* begin Exercise input *

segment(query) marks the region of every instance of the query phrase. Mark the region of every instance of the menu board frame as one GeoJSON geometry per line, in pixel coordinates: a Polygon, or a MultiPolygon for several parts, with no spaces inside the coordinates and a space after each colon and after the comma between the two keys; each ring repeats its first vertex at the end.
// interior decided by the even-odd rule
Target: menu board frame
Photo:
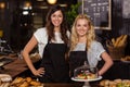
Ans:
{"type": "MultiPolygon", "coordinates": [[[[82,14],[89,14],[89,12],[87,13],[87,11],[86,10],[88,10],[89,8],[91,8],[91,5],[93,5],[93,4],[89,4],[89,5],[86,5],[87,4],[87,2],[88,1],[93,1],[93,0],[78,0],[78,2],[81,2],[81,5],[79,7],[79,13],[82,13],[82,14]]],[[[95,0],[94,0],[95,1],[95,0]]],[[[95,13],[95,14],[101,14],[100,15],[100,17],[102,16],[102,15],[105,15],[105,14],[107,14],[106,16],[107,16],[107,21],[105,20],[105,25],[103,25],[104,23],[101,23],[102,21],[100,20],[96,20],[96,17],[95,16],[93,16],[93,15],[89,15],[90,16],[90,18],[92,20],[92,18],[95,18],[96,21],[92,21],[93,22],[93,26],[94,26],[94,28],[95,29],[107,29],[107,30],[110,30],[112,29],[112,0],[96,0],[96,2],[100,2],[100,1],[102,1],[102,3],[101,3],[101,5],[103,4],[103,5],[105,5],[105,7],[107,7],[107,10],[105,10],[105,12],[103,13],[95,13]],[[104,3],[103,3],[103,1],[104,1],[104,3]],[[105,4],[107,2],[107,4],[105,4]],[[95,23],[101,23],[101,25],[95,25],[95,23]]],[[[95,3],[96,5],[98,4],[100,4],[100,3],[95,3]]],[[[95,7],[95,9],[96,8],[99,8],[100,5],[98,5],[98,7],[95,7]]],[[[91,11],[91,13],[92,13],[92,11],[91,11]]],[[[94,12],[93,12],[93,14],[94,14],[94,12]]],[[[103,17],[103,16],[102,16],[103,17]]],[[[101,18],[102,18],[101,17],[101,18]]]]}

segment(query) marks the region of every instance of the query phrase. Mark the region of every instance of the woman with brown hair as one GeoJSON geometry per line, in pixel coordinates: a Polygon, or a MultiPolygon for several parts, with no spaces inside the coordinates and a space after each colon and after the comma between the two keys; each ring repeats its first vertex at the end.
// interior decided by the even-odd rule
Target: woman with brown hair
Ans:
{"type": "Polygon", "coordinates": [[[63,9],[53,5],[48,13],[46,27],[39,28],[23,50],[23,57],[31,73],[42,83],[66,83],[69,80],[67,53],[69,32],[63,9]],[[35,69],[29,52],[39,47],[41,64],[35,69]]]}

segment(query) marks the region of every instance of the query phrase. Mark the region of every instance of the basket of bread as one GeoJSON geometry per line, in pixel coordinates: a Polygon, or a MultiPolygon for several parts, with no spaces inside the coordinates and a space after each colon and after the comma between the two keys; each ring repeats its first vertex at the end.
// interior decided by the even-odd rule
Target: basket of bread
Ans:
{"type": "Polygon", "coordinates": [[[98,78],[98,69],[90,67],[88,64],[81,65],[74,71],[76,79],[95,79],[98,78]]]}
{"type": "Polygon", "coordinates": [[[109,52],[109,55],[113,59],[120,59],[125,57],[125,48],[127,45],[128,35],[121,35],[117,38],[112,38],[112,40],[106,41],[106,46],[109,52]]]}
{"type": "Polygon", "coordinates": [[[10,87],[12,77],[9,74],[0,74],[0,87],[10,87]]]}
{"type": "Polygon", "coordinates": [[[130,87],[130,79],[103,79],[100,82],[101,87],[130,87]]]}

* end Exercise input *
* begin Exercise input *

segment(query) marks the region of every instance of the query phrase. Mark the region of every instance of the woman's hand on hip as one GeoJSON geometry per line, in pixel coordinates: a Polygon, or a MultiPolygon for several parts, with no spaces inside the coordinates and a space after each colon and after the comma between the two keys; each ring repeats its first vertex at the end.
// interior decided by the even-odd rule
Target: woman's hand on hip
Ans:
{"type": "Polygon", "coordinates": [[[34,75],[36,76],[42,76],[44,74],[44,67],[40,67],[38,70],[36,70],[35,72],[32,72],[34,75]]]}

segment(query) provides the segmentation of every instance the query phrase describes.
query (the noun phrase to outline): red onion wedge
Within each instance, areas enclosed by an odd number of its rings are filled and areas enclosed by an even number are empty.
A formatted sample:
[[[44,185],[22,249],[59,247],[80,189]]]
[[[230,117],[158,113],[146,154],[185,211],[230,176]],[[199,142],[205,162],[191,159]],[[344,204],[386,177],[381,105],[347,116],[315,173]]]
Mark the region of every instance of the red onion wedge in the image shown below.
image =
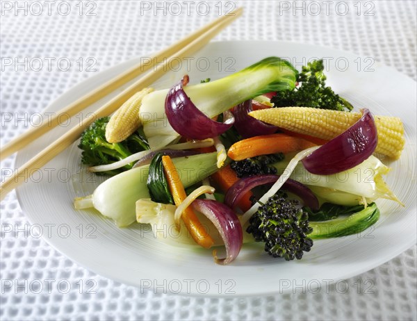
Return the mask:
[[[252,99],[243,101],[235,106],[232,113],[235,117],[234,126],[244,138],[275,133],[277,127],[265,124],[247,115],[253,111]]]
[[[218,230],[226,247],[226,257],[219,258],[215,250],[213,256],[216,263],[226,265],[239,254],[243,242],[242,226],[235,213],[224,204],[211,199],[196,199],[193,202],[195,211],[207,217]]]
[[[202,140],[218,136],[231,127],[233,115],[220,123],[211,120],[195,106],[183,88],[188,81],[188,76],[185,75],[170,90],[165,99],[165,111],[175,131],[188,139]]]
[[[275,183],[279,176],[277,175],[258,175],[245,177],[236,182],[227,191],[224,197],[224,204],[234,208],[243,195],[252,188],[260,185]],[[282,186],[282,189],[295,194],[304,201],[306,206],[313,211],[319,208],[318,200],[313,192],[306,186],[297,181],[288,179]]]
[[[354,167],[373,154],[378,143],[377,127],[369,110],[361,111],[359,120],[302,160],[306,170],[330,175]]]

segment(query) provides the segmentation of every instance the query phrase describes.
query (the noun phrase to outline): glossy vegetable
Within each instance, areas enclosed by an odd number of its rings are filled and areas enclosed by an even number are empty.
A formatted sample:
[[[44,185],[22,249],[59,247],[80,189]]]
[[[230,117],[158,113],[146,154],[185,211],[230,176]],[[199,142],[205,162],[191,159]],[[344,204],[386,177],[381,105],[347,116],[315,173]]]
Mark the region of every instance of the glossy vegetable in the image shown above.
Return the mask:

* end Exercise input *

* _Task to complete_
Find every line in the items above that contains the word "image", and copy each of those lines.

* _Solution for this problem_
Mark the region of every instance of the red onion wedge in the image shown below.
image =
Mark the region of every instance of the glossy vegetable in the image shown above.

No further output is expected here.